• **TEXT SECTION**
**********
I don't know why I fought this change as I love shade plants and miss so many of them from my other homes.  I guess I am kind of gun shy because in my old old home I had nothing but shade, couldn't grow anything that required sun.  My tomatoes grew to ten feet tall without tomatoes!


Mr Brown Thumb said...

I think you'll appreciate that shady garden spot when the dog days of summer get here. As much as I like full-sun planting sometimes a cool spot with some moss growing underfoot is just what the doctor ordered.

Gatsbys Gardens said...

I agree, I just have to get used to it again. It has been a long time since I have had adequate shade to replant all of those lovlies that I gave up.


Sylvana said...

It's good to let a garden evolve, keeps things fresh; and it is just how nature would do it!

Gatsbys Gardens said...

I agree, it was speaking to me as the sun plants were not doing very well.


Hocking Hills Gardener said...

Eileen, with sun and shade you get to grow more plants girl LOL! Nasty Cicadas. I get so sick of the droning sound they make when you have so many for the seventeen year ones. Flying in your hair.We have a few years yet before they appear again.
I love Astilbe and Your Maggie Daley has wonderful full plumes on it. The color is so vibrant.A good choice. I have almost bought the Autumn Fern twice. I just wondered if it was a pretty out of the catalogs. Yours is so pretty.

Gatsbys Gardens said...

Lona, the photos are from the web, but the Autumn Ferns never completely die down during the winter. The astilbe are up and the ferns are just starting to show life. I will take more photos when they are in their full glory,

I am excited to see a whole new type of garden coming up.
**********
• **PROVIDED DATA**

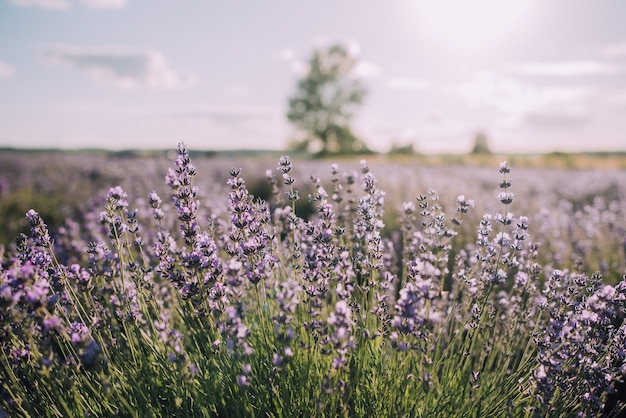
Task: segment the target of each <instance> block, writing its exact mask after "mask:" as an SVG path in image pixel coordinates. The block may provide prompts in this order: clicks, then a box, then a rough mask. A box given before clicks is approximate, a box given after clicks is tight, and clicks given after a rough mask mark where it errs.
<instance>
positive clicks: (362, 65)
mask: <svg viewBox="0 0 626 418" xmlns="http://www.w3.org/2000/svg"><path fill="white" fill-rule="evenodd" d="M354 74H355V75H356V76H357V77H360V78H371V77H375V76H377V75H378V74H380V67H379V66H378V65H376V64H374V63H373V62H369V61H359V62H358V63H357V64H356V66H355V68H354Z"/></svg>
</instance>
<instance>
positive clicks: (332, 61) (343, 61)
mask: <svg viewBox="0 0 626 418" xmlns="http://www.w3.org/2000/svg"><path fill="white" fill-rule="evenodd" d="M357 62H358V61H357V59H356V57H355V56H353V55H352V54H351V53H350V52H349V50H348V49H347V48H346V47H345V46H343V45H341V44H335V45H332V46H330V47H327V48H318V49H316V50H314V51H313V55H312V57H311V59H310V61H309V67H308V72H307V74H306V75H305V76H304V77H303V78H302V79H300V80H299V81H298V84H297V88H296V91H295V93H294V94H293V95H292V96H291V97H290V98H289V110H288V111H287V119H288V120H289V122H291V123H292V124H293V125H294V126H295V127H296V128H297V130H298V135H299V137H298V138H297V139H295V140H294V141H293V143H292V144H291V147H292V148H293V149H297V150H307V151H311V152H317V153H319V154H332V153H344V154H345V153H354V152H363V151H367V150H368V148H367V146H366V145H365V143H364V142H363V141H362V140H360V139H359V138H357V137H356V136H355V134H354V133H353V131H352V129H351V127H350V121H351V118H352V116H353V112H354V110H355V108H356V107H357V106H358V105H360V104H362V102H363V99H364V97H365V95H366V93H367V91H366V89H365V87H364V86H363V85H362V83H361V82H360V81H359V80H358V79H357V78H356V77H355V76H354V69H355V67H356V64H357Z"/></svg>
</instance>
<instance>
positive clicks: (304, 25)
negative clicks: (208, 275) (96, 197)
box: [0, 0, 626, 154]
mask: <svg viewBox="0 0 626 418" xmlns="http://www.w3.org/2000/svg"><path fill="white" fill-rule="evenodd" d="M624 22H626V7H624V3H623V2H622V1H620V0H602V1H594V2H591V1H586V0H554V1H550V2H545V1H544V2H541V1H538V0H527V1H521V0H520V1H506V2H505V1H497V0H474V1H452V0H438V1H408V0H396V1H393V2H377V1H360V0H359V1H356V0H345V1H340V2H337V1H329V0H319V1H315V2H293V1H287V0H276V1H271V2H255V1H241V0H235V1H228V2H217V1H208V0H207V1H201V0H176V1H174V0H0V147H3V148H61V149H69V148H81V149H84V148H103V149H109V150H121V149H173V148H175V147H176V144H177V143H178V142H179V141H184V142H185V143H186V144H187V145H188V147H189V148H191V149H197V150H241V149H248V150H250V149H252V150H278V149H287V148H292V149H293V148H299V149H308V150H310V151H314V152H319V151H320V150H325V151H329V152H335V151H337V150H340V149H342V148H341V145H340V144H341V143H342V141H344V143H347V144H348V145H347V146H348V148H351V149H354V150H365V149H367V150H371V151H376V152H388V151H390V150H392V151H393V150H395V151H400V152H403V151H414V152H420V153H424V154H432V153H467V152H470V151H472V150H473V151H480V147H481V146H483V147H484V148H487V150H489V151H493V152H497V153H542V152H554V151H563V152H584V151H605V152H612V151H625V150H626V118H625V117H624V114H625V112H626V25H625V24H624ZM333 51H334V52H333ZM333 54H334V55H333ZM316 60H317V61H316ZM333 60H335V61H334V62H333ZM333 65H334V67H333ZM314 138H316V140H317V144H316V143H315V142H314V141H313V139H314ZM320 138H321V142H320ZM333 138H334V139H333ZM342 138H343V139H342ZM346 138H347V139H346ZM333 141H335V145H332V143H333ZM337 141H338V142H337ZM346 141H347V142H346ZM337 144H339V145H337ZM476 147H478V149H477V148H476Z"/></svg>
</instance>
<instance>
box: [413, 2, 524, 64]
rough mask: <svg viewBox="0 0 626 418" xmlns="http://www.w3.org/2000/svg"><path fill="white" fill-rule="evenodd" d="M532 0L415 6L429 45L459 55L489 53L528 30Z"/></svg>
mask: <svg viewBox="0 0 626 418" xmlns="http://www.w3.org/2000/svg"><path fill="white" fill-rule="evenodd" d="M532 3H533V1H532V0H520V1H503V0H472V1H470V0H438V1H420V2H417V3H415V6H416V10H417V15H418V25H419V27H418V30H419V31H420V33H421V36H423V37H424V38H425V39H426V40H427V41H428V42H429V43H432V44H433V45H434V46H435V47H439V48H444V49H445V50H446V51H448V52H453V53H455V54H460V55H469V54H475V53H481V54H482V53H489V52H490V51H493V50H494V49H495V48H496V47H498V46H500V45H502V44H503V43H505V42H506V41H507V40H508V39H509V38H510V36H511V35H512V34H514V33H515V32H516V31H518V30H520V29H521V28H523V27H524V26H528V22H527V18H528V12H529V11H530V9H531V7H532Z"/></svg>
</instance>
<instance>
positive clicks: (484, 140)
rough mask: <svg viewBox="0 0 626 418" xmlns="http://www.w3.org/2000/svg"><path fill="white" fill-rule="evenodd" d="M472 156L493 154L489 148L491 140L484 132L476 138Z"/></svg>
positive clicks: (475, 138)
mask: <svg viewBox="0 0 626 418" xmlns="http://www.w3.org/2000/svg"><path fill="white" fill-rule="evenodd" d="M471 153H472V154H491V149H490V148H489V140H488V139H487V135H486V134H485V133H483V132H479V133H477V134H476V136H475V137H474V146H473V147H472V151H471Z"/></svg>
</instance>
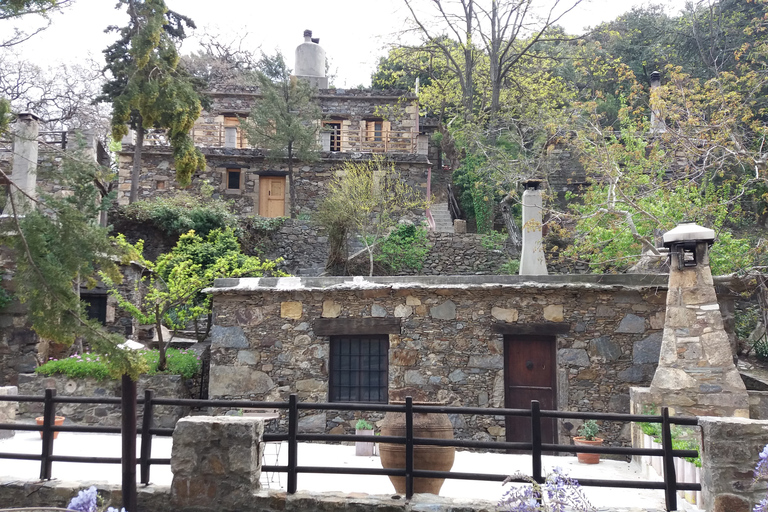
**********
• **WHAT YOU HAVE TO DO**
In the comment thread about the shade garden, what happened to the tomatoes at the old home that had nothing but shade?

• **WORKED SOLUTION**
They grew to ten feet tall without producing any tomatoes.